Supplied text START

Gregorius is taking medication to treat the problem. The pain and swelling are gone. He’s hopeful they won’t return once the medication runs its course.
“I don’t know if you guys remember [last month] when I was showing you that I couldn’t do anything? Now I’m touching my shoulder,” Gregorius said, bending his elbow to demonstrate normal flexibility. “So we’re heading in the right direction. It kind of [stunk] at the beginning not knowing what was going on. But now that we have an answer we can move on and hopefully try to get back out there as soon as possible.”
Whenever Gregorius returns, the Phillies are hopeful it will make them whole again. Since opening day, they have had Harper, J.T. Realmuto, Rhys Hoskins, Gregorius, Segura, and Andrew McCutchen together in the lineup for only 11 of 71 games.
They won’t get any sympathy from the Mets, who have had their top six hitters — Pete Alonso, Jeff McNeil, Francisco Lindor, Michael Conforto, Dominic Smith, and Brandon Nimmo — together for only 13 of 69 games and still lead the division by four games over Washington and five over Atlanta and the Phillies.
“I know we’re not unlike other clubs,” Dombrowski said. “You just start playing well, and Segura, who was playing great, goes down. Harper’s timing had been off, but he looked good [Tuesday]. We haven’t had Didi back. But you just deal with it.”
And maybe then, if you’re Dombrowski, you make a deal. But only if you think it will make a difference in the Phillies’ pursuit of the playoff berth that has eluded them since 2011.
The next few weeks — on the field and in the trainer’s room — will determine if that’s going to be the case.
Ever the pragmatist, Harper realizes the Phillies must play better to prove they’re “worth it” for Dombrowski to make a trade-deadline splash.
Joe Girardi is thinking of making a change at closer. But if not Héctor Neris, then who?
Fifty years ago this week, Rick Wise had a game for the ages that might never be duplicated. Matt Breen caught up with the former Phillies pitcher, who recalled his memorable performance.
Today: Aaron Nola, Matt Moore meet the Mets in doubleheader, 4:10 p.m.
Tomorrow: Phillies face ace-of-aces Jacob deGrom in New York, 4:10 p.m.
Sunday: Ex-Met Zack Wheeler vs. ex-Phillie Jerad Eickhoff, 1:10 p.m.

Supplied text END
Data records START

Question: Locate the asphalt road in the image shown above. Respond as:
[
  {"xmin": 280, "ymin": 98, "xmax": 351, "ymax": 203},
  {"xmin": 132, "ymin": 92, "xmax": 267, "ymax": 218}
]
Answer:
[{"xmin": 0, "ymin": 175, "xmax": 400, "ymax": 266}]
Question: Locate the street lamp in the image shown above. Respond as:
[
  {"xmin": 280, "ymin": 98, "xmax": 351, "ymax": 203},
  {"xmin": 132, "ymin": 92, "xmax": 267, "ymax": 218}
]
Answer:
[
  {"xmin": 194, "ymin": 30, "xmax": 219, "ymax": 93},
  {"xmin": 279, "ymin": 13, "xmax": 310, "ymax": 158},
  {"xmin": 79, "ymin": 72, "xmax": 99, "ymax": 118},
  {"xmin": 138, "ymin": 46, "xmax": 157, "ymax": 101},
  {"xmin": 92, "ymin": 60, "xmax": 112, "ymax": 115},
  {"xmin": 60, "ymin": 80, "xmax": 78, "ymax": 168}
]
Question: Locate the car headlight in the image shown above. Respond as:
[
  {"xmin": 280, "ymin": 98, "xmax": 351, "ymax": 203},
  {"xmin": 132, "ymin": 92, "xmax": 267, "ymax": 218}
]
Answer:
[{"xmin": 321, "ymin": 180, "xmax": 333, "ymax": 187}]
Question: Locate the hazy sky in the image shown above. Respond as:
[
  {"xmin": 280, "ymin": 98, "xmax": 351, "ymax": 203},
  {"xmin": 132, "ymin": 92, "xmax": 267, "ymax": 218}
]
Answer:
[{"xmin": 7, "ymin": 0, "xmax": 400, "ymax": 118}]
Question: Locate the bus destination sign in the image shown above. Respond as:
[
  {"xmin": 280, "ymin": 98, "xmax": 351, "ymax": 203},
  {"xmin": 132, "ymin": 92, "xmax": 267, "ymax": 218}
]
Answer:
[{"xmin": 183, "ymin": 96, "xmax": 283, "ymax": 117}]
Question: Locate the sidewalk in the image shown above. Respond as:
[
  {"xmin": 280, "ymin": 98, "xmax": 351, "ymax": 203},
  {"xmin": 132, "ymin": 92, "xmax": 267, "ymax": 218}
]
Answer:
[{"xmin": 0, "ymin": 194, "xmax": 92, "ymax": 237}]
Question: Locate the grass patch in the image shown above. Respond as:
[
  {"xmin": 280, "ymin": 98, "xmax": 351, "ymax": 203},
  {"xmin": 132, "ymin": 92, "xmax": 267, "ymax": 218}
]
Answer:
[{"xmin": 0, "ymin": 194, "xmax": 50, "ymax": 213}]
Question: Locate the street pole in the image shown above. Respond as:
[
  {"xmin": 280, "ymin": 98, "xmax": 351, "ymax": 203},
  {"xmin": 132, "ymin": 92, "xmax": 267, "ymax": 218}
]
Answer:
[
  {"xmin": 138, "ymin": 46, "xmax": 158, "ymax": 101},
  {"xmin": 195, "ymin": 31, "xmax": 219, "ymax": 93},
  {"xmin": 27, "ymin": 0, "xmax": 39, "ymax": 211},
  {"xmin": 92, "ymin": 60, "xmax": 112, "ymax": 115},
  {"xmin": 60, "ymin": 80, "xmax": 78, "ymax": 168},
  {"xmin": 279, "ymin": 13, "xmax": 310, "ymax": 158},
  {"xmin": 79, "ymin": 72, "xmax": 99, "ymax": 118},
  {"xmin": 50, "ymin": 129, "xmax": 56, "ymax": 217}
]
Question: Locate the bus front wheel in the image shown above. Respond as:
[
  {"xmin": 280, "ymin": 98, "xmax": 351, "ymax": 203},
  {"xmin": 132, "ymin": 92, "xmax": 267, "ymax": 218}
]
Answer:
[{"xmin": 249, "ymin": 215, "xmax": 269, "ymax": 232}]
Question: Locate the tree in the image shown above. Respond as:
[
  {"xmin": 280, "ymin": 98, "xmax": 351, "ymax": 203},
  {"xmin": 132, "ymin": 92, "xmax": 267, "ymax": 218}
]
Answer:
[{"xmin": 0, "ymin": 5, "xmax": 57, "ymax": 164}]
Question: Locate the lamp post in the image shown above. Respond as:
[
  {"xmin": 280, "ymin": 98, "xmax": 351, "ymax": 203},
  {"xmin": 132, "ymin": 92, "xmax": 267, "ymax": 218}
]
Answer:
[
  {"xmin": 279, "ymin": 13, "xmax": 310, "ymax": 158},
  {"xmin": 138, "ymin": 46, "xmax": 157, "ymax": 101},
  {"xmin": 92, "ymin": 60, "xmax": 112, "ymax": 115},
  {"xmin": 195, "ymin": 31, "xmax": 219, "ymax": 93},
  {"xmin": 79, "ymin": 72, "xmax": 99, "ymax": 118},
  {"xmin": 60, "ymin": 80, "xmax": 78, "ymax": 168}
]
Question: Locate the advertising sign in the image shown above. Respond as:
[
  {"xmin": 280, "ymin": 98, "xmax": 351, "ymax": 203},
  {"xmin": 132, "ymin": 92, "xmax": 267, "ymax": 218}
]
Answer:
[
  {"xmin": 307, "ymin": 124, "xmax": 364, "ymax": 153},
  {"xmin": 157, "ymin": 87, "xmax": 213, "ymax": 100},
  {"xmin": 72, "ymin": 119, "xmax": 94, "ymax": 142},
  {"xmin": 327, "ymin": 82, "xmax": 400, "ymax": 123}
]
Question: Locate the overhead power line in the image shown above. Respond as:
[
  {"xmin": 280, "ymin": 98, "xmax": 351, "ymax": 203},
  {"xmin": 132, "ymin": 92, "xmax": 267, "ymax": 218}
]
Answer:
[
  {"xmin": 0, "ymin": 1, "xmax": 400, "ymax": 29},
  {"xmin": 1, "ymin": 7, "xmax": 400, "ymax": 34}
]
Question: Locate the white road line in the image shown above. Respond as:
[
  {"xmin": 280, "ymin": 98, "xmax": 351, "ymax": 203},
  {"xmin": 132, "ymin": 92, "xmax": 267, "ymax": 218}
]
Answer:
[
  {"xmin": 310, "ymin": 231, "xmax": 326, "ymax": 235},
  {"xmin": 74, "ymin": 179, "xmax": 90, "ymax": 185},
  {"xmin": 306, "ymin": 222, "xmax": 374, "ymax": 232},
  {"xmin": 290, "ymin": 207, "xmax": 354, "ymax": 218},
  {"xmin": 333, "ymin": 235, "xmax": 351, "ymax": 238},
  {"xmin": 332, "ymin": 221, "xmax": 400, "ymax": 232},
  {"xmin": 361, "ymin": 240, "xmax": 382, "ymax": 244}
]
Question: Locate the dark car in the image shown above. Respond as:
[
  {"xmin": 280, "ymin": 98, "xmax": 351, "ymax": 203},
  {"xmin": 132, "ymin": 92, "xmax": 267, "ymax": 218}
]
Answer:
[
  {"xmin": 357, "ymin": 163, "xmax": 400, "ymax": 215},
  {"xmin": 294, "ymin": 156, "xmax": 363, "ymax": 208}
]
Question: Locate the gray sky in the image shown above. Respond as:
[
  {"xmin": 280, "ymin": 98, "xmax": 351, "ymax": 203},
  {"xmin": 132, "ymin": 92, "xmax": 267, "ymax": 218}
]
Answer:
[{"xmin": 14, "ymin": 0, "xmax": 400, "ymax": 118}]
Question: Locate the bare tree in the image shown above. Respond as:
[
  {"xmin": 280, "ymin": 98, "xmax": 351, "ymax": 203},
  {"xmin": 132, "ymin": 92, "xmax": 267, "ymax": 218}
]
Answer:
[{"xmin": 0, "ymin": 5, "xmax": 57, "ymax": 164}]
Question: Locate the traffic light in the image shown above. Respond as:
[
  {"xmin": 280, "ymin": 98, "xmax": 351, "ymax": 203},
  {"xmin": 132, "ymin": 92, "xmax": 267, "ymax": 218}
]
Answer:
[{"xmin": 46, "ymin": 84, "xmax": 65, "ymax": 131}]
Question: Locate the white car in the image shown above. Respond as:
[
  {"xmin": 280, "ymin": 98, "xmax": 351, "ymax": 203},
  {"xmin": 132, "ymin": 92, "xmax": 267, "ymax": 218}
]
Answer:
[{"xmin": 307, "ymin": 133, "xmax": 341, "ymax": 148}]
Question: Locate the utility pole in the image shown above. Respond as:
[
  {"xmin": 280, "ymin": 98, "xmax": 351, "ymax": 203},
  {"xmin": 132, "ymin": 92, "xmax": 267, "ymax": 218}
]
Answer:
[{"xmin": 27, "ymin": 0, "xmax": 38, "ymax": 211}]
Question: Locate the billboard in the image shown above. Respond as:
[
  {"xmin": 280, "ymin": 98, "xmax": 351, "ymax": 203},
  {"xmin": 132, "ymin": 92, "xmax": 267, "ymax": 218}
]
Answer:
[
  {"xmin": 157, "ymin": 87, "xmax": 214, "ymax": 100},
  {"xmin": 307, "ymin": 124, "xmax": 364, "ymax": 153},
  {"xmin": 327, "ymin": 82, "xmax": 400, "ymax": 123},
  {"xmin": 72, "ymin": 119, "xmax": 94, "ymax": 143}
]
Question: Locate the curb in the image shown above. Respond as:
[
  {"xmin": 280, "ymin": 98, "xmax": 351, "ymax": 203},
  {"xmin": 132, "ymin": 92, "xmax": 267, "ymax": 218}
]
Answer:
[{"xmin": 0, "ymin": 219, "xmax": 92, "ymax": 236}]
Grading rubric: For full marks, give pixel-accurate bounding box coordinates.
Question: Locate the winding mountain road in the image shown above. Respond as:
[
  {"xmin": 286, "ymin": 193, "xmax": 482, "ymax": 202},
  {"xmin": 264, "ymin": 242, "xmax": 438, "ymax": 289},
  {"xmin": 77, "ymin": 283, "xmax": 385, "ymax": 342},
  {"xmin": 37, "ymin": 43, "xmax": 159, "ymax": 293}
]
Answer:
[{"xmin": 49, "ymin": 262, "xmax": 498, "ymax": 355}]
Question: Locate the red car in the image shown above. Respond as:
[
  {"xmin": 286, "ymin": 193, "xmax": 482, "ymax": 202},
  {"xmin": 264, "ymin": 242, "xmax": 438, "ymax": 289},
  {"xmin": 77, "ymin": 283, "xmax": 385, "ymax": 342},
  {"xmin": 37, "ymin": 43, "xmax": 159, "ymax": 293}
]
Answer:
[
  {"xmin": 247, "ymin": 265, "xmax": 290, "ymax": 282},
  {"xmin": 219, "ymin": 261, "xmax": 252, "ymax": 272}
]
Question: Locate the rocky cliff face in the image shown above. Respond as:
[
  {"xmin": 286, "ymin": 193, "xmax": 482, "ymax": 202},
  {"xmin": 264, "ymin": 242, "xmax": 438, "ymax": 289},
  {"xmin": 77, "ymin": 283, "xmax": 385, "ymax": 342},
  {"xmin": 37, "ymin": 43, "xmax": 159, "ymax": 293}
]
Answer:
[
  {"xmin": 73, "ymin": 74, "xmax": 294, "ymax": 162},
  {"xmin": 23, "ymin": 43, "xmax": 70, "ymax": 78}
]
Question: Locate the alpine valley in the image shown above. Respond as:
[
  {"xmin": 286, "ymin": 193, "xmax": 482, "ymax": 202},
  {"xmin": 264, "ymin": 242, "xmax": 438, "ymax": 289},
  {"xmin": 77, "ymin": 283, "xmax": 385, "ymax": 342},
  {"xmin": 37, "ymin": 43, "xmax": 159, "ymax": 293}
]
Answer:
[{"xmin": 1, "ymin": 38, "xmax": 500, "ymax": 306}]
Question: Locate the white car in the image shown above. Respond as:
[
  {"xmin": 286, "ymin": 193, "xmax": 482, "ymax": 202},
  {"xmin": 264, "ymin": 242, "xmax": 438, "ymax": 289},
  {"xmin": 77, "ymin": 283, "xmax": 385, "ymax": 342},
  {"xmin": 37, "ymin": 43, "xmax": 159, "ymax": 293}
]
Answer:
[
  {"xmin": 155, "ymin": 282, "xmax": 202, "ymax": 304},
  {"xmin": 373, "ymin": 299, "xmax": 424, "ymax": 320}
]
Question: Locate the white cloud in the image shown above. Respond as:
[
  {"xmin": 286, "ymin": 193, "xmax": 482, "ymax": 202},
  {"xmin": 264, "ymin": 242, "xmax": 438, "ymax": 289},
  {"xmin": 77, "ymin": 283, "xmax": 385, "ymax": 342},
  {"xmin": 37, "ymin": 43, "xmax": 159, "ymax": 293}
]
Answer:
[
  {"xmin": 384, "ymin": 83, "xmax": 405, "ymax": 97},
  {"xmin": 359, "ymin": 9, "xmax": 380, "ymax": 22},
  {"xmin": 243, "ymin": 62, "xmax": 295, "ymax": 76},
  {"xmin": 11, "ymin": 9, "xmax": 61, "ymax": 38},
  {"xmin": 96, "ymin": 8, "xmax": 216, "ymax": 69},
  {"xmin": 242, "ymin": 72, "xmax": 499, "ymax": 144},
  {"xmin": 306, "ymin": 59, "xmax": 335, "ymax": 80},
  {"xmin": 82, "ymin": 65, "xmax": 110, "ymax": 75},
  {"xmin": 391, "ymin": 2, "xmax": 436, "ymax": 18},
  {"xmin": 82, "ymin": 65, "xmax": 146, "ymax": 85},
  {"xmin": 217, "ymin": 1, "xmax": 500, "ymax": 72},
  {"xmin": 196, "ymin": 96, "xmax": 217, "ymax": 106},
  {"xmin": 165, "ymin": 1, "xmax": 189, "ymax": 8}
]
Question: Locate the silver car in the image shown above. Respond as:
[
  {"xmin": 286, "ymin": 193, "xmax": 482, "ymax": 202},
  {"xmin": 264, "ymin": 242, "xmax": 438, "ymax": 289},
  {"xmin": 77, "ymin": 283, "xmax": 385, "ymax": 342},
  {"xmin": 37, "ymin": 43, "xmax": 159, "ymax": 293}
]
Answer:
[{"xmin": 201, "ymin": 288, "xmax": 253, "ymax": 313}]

Data records END

# [What you need to do]
Answer these questions from the Phillies article:
(a) In how many of their 71 games have the Phillies had all six named hitters together in the lineup?
(b) By how many games do the Mets lead Washington?
(c) Since what year has a playoff berth eluded the Phillies?

# [Exercise solution]
(a) 11
(b) Four
(c) 2011